Set every record down again exactly. Do not carry over the pictures.

··· The data

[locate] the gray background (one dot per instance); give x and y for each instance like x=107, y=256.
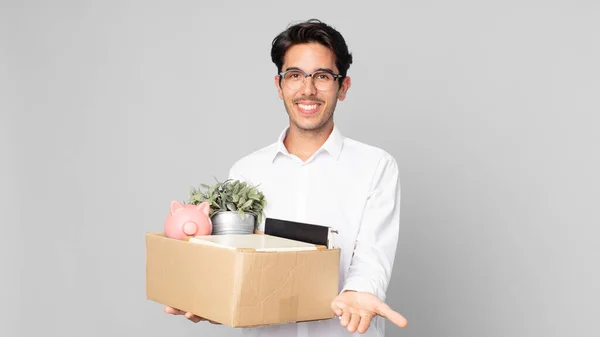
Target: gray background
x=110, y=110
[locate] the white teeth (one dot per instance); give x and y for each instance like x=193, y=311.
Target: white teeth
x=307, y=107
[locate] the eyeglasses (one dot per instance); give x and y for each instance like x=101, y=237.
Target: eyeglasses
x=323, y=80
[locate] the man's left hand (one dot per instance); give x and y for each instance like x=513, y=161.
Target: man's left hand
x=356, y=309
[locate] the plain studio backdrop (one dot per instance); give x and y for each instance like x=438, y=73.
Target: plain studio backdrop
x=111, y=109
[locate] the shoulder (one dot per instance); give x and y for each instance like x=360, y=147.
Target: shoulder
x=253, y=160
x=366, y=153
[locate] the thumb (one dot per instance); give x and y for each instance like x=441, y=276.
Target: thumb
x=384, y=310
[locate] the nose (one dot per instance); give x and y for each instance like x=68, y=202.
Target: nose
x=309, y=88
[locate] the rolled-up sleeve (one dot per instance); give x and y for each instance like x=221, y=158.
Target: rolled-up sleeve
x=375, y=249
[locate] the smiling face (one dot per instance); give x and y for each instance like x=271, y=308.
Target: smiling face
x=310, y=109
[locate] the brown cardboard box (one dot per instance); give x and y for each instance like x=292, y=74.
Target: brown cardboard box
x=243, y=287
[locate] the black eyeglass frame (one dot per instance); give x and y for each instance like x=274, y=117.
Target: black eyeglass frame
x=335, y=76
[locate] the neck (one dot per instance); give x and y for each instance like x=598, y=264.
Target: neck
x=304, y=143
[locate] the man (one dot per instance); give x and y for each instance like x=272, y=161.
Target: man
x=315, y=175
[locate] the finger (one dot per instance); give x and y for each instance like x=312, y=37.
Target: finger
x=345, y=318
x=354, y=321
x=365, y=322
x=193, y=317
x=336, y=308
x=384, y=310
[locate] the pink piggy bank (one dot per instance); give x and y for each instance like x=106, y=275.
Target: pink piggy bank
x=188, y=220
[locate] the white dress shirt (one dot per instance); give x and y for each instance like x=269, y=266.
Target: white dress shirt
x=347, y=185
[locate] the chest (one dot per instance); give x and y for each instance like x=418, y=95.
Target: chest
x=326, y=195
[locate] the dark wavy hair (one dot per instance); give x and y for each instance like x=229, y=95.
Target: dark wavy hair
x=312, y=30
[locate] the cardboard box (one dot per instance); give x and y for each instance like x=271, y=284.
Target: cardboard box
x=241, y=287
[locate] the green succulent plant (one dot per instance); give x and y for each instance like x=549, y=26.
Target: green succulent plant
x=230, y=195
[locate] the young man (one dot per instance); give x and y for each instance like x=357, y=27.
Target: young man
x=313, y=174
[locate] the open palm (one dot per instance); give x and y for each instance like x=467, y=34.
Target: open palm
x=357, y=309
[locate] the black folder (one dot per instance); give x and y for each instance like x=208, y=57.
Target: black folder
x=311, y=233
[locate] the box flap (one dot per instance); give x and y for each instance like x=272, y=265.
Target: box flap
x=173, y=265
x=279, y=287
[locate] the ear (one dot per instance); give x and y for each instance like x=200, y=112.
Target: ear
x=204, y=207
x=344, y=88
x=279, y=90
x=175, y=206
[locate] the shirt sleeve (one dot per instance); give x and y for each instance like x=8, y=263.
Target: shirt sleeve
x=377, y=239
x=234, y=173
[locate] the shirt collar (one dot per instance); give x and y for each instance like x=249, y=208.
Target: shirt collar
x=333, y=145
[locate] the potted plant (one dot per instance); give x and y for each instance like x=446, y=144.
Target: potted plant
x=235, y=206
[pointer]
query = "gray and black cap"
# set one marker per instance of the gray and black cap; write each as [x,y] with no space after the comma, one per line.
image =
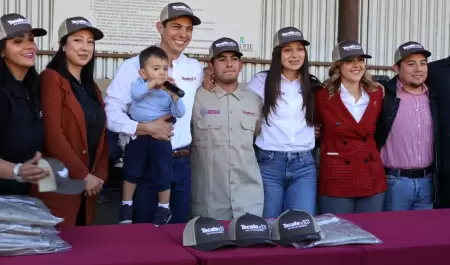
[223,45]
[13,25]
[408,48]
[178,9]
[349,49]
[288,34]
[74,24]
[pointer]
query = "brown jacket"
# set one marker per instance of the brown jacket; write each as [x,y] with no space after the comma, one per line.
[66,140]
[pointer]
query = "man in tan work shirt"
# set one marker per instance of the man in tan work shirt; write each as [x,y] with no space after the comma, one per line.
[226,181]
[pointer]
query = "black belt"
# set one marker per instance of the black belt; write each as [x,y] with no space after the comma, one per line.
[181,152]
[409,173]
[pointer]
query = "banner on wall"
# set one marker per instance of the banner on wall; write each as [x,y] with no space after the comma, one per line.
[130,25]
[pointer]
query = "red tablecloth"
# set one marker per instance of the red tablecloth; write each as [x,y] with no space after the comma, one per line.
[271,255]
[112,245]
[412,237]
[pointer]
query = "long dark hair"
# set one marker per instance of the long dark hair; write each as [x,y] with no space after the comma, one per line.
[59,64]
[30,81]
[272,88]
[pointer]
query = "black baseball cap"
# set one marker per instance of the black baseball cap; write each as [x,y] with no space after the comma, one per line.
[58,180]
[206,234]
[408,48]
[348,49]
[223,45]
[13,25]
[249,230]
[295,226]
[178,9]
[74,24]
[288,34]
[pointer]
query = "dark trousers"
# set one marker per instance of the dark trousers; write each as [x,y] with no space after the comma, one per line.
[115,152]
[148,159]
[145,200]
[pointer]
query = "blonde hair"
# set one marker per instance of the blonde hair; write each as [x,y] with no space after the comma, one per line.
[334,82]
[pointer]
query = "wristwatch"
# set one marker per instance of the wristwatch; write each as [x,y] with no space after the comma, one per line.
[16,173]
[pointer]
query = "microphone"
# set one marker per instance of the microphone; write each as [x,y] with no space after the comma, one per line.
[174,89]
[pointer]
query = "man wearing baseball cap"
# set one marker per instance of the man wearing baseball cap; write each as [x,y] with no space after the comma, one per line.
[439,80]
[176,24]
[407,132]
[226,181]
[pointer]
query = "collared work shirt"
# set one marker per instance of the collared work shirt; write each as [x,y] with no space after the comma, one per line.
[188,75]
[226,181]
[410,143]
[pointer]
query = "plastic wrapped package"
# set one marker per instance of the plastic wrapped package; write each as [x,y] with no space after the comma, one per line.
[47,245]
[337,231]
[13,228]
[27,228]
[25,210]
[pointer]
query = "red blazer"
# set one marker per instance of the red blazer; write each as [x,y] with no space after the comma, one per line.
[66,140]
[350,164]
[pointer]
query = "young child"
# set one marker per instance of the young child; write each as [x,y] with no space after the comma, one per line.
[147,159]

······

▶ Expected answer:
[locate] the gray background (one dot per instance); give x and y for each instance like x=107, y=256.
Target: gray background
x=110, y=110
[locate] the white teeth (one dot per instance); give x and y for each instance like x=193, y=311.
Target: white teeth
x=307, y=107
[locate] the eyeglasses (one dot per instance); give x and y for each instance like x=101, y=237.
Target: eyeglasses
x=323, y=80
[locate] the man's left hand (one dot per instance); give x and y for each instance like x=513, y=161.
Target: man's left hand
x=356, y=309
[locate] the plain studio backdrop (one dot per instance); give x and y for each instance like x=438, y=73.
Target: plain studio backdrop
x=111, y=109
[locate] the shoulder (one dot per instance); give x and y for each instance like x=360, y=147.
Target: shoulder
x=253, y=160
x=366, y=153
[locate] the thumb (one dot per instance); give x and y for each instance like x=441, y=276.
Target: thumb
x=384, y=310
[locate] the nose (one dot per instance); give x and y for each instance like x=68, y=202.
Target: nose
x=309, y=88
[locate] the rolled-up sleeve (one dot per instance); give x and y for each instance like x=221, y=158.
Target: rolled-up sleeve
x=375, y=249
[locate] the smiling face (one dot per instance); give x and y for each instance like x=271, y=308.
Target: smiling face
x=310, y=109
[locate] the brown cardboard box (one dot per instance); give x and y for each instance like x=292, y=74.
Target: brown cardboard box
x=243, y=287
[locate] the black eyeglass frame (one dot per instance); give x and y for each instance like x=274, y=117.
Target: black eyeglass frame
x=335, y=76
[locate] the neck (one dot per instance); give x and y for each instance like x=598, y=264.
Target: neck
x=304, y=143
[locate] the man (one dot per instance); give x and y for each instance like x=272, y=161.
Target: man
x=315, y=175
[locate] the finger (one dot per instance); give x and y for each instance like x=312, y=37.
Target: finger
x=345, y=318
x=354, y=321
x=365, y=322
x=193, y=317
x=336, y=308
x=384, y=310
[locate] the pink piggy bank (one dot per instance); give x and y for each instance like x=106, y=275.
Target: pink piggy bank
x=188, y=220
[locate] the white dress shirt (one dot per instance); give x and y for each instance like x=269, y=266.
Target: white dress shirt
x=347, y=185
[locate] the chest (one dot per instance); give x and y for each instance like x=418, y=95.
Target: chest
x=326, y=195
[locate] the dark wavy hair (one dot per instance); give x and y for each instance like x=229, y=95.
Target: dark wavy hair
x=312, y=30
[locate] the cardboard box (one dot per instance); give x and y for each instance like x=271, y=284.
Target: cardboard box
x=241, y=287
[locate] the green succulent plant (one dot per instance); give x and y for each instance like x=549, y=26.
Target: green succulent plant
x=230, y=195
[locate] the young man (one dot per instance); give x and y for each instance like x=357, y=27.
Target: young man
x=313, y=174
[locate] the open palm (one dot per instance); give x and y for each instance like x=467, y=34.
Target: open palm
x=357, y=309
[locate] the black folder (one dot per instance); give x and y for each instance like x=208, y=57.
Target: black folder
x=311, y=233
[locate] the box flap (one dot per instance); give x and y for each instance like x=272, y=265.
Target: box flap
x=173, y=265
x=279, y=287
[locate] the ear (one dot per instance); give x and y for each instance like x=200, y=112.
Target: ear
x=204, y=207
x=344, y=88
x=279, y=90
x=175, y=206
[locate] the shirt sleeve (one dot per instance); give x and y for each instance like x=8, y=263.
Target: shirt sleeve
x=377, y=239
x=234, y=173
[locate] the shirt collar (one dot per instance); give x and y for each instance like x=249, y=208.
Target: shirt collar
x=333, y=145
[locate] the potted plant (one dot per instance); give x and y for each instance like x=446, y=144.
Target: potted plant
x=235, y=206
[pointer]
query = "gray and black cap"
# set one marker per instance of the gray and black cap; write each as [x,y] with no space after the comma, one per line.
image =
[223,45]
[13,25]
[408,48]
[178,9]
[349,49]
[288,34]
[74,24]
[pointer]
query = "brown jacket"
# set one marker per instance of the brown jacket; write each as [x,y] with no space after the comma, one per line.
[66,140]
[pointer]
query = "man in tan work shirt"
# set one marker per instance of the man in tan work shirt; write each as [x,y] with no space after the comma, one per line.
[226,181]
[pointer]
query = "black belt"
# set one marker per instance of the black belt; write each as [x,y] with no space after the comma, one per line.
[181,152]
[409,173]
[pointer]
query = "banner on wall"
# set one marker per instance of the banner on wall; write each as [x,y] with no space after the comma, one per line.
[130,25]
[pointer]
query = "red tablecloth"
# set one marker per instance of the red tablecloth; write each as [x,y] with no space after the comma, one per line.
[271,255]
[112,245]
[412,237]
[pointer]
query = "long dark hair"
# set one marker per instance of the long dark hair; write each as [x,y] with no space after the comma, one per line.
[59,64]
[30,81]
[272,88]
[pointer]
query = "black baseball cap"
# set one marker per instance of the black baseball cap; write each as [x,y] with no space after the comma, one per line.
[58,180]
[206,234]
[408,48]
[348,49]
[223,45]
[13,25]
[249,230]
[295,226]
[178,9]
[74,24]
[288,34]
[pointer]
query = "dark trousers"
# set one marker per instance of the dark trousers; write each as [x,y] with no space after the comma, one per line.
[115,152]
[148,159]
[145,200]
[pointer]
query = "blonde hair"
# set one marker per instance of the blonde hair; write each as [x,y] with no space after the comma, one per line.
[334,82]
[pointer]
query = "wristwatch"
# set one marker per instance of the wristwatch; write each as [x,y] with no space after the comma, one per line.
[16,173]
[pointer]
query = "microphone"
# set one marker per instance of the microphone; write each as [x,y] with no space after the comma, one per line.
[174,89]
[pointer]
query = "man wearing baseball cap"
# set one marker per instance of the man wearing baseball cap; write each as [x,y] with no space after the comma, one per line.
[439,80]
[176,24]
[407,132]
[226,181]
[pointer]
query = "collared work shirt"
# set one marker per instance of the collared work shirt; write each as [x,y] with no space after the comma, one per line.
[188,75]
[226,181]
[410,143]
[pointer]
query = "plastic wrapped package"
# set one marker per instance of the plastic wrapped package; write each as [x,y] with no space after the comma, one per line.
[47,245]
[337,231]
[13,228]
[27,228]
[25,210]
[pointer]
query = "red blazer"
# set one marker per instance of the red blazer; write each as [x,y] with no space after the comma, one per line.
[66,140]
[350,164]
[pointer]
query = "young child"
# set one marker per instance of the young child; write each as [x,y] with no space after the comma, one per line.
[147,159]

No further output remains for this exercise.